• [Page excerpt]
Company Gardens Reap Intangible Benefits

Kathy Gurchiek By Kathy Gurchiek October 30, 2009

Employees at a downtown Minneapolis brand public relations firm literally reap what they sow—between 350 and 450 pounds of tomatoes and more than 400 cucumbers annually, for a start—from a plot of land outside of town.

Haberman is among a growing number of employers who are digging the concept of community-sponsored agriculture to improve employee health through better dietary choices—and to grow morale in the process. PepsiCo, for example, opened its organic garden at the company’s Purchase, N.Y. world headquarters in May 2009.

In Minneapolis, the work has yielded a bumper crop of benefits.

“This is an experiment far more successful than I’ve ever imagined,” Haberman President and CEO Fred Haberman said. The garden provides free food to about 30 employees and to the community, culminating in a company harvest party and prompting the canning of extra produce.


Work on the garden, known as The Dude Ranch, began the first week of May 2009. Haberman speaks of organic farming with the passion and excitement of a convert.

The company blog notes the company’s and the man’s interest in “working to inspire a national movement to create awareness of employer-sponsored gardens and all of the benefits associated with them.”

“We envision businesses nationwide starting their own gardens and being a part of the solution to our food sustainability issues, the health care crisis and unemployment problems,” a post from business partner Liz Morris Otto says.

• [Entries provided]
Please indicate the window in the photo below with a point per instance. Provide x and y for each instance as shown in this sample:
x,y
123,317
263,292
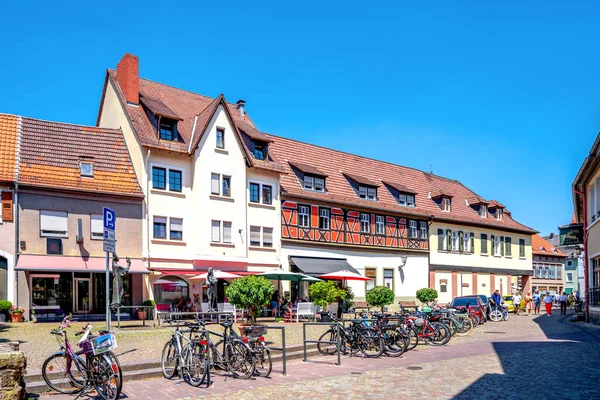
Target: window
x,y
522,248
174,180
483,211
254,192
226,232
370,273
216,231
412,229
53,223
366,192
267,237
226,184
159,178
303,216
446,204
267,194
260,151
97,226
176,229
167,129
388,278
323,218
255,236
53,246
86,169
508,246
365,223
407,200
160,228
380,224
220,138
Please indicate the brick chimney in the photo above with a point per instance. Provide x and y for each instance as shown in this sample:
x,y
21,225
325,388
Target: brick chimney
x,y
128,78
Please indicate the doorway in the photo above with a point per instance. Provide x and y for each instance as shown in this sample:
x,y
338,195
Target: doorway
x,y
82,294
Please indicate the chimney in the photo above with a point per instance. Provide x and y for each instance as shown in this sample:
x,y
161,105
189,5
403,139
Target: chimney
x,y
241,104
128,78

• [Exercises to complete]
**a)** Return the part of the company gardens article starting with "Work on the" and going on through "of a convert.", word for word.
**b)** Put this sentence from the company gardens article into Spanish: "In Minneapolis, the work has yielded a bumper crop of benefits."

• [Answers for the tasks]
**a)**
Work on the garden, known as The Dude Ranch, began the first week of May 2009. Haberman speaks of organic farming with the passion and excitement of a convert.

**b)** En Minneapolis, el trabajo ha dado una abundante cosecha de beneficios.